## Instruction a
Copy verbatim the records from the line containing "For the evaluation set, spot each instance of the wooden step" through the end of the records, both ends included.

## Text shown

TOTAL PRICE FOR ALL PART LISTS EXCLUDED TRANSMITTER AND LIPO BATTERY ARE BUDGETED < 80 USD.
Step 2: Motors and ESCs Preparation.
In my case, I need this step because I don't want to use the bullet connectors to connect motors and ESCs together except on the rear motor. So what I need to do is just removing the shrink tube on each ESC then removing the 3 controlled wires and directly solder those points to motor wires, finally just put back a new shrink tube on each ESC. Sorry that I didn't take any pictures at this step as I think it is not really necessary.
For the rear motor and ESC, I decided to apply 2 mm bullet connectors to connect them together because of 2 reasons: 1) I may need to change the 3 wire connection later according to the motor CW/CCW direction 2) I don't know exactly the appropriate length of the wire to be there when servo is moving from one side to another side.
Step 3: Tail Arm Preparation
At this step you need to prepare below components.

## Instruction b
Decide whether each statement agrees with the build steps, answering yes or no and quoting the words of the text that settle it: (i) The rear motor and ESC are joined with 2 mm bullet connectors. (ii) Pictures were taken during the motor and ESC preparation. (iii) The 80 USD budget includes the transmitter.

## Record set
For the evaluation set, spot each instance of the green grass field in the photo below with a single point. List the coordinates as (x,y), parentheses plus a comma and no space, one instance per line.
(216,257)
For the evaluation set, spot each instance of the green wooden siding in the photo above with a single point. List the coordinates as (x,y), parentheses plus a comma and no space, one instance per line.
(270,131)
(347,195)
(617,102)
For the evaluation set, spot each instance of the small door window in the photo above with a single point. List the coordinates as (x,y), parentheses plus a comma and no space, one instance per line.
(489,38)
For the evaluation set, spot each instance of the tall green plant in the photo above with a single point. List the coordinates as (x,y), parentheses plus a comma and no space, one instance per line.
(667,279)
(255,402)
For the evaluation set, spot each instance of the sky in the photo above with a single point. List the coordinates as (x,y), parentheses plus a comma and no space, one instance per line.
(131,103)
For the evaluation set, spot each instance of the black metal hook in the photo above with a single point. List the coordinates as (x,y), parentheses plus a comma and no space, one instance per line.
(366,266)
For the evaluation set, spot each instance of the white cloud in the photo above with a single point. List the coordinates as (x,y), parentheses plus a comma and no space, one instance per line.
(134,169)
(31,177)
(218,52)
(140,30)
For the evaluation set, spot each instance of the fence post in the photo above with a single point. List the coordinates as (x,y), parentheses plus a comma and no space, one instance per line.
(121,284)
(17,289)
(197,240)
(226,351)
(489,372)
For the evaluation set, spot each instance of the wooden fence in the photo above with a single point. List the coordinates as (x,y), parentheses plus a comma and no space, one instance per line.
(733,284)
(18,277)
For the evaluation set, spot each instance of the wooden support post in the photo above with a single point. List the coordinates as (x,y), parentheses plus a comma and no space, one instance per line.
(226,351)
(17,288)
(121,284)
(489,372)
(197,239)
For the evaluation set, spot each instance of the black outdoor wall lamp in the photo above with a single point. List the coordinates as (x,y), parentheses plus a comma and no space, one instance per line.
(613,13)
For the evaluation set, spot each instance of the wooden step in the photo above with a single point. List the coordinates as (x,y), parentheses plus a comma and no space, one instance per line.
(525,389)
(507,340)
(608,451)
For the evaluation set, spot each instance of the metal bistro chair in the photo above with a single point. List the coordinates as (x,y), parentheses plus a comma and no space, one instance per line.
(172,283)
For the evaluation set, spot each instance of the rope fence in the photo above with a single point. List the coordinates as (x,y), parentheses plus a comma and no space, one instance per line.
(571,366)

## Exercise solution a
For the evaluation set, spot each instance of the wooden step in the photo above with a single point. List the coordinates as (x,y), parentheses plus a comma and no space, one instance per line.
(525,389)
(507,340)
(608,451)
For the evaluation set, spot each instance of the metal bistro chair in the photo above with a single point. List the coordinates as (x,y), parentheses plus a comma and no space, one instance per line.
(172,283)
For the evaluation set, spot each instance of the rope fence in the photo above with a single point. List the coordinates as (x,y), parentheses plus a comma and no space, one instance per line.
(571,366)

## Exercise solution b
(i) Yes: "I decided to apply 2 mm bullet connectors to connect them together"
(ii) No: "Sorry that I didn't take any pictures at this step"
(iii) No: "EXCLUDED TRANSMITTER AND LIPO BATTERY ARE BUDGETED < 80 USD"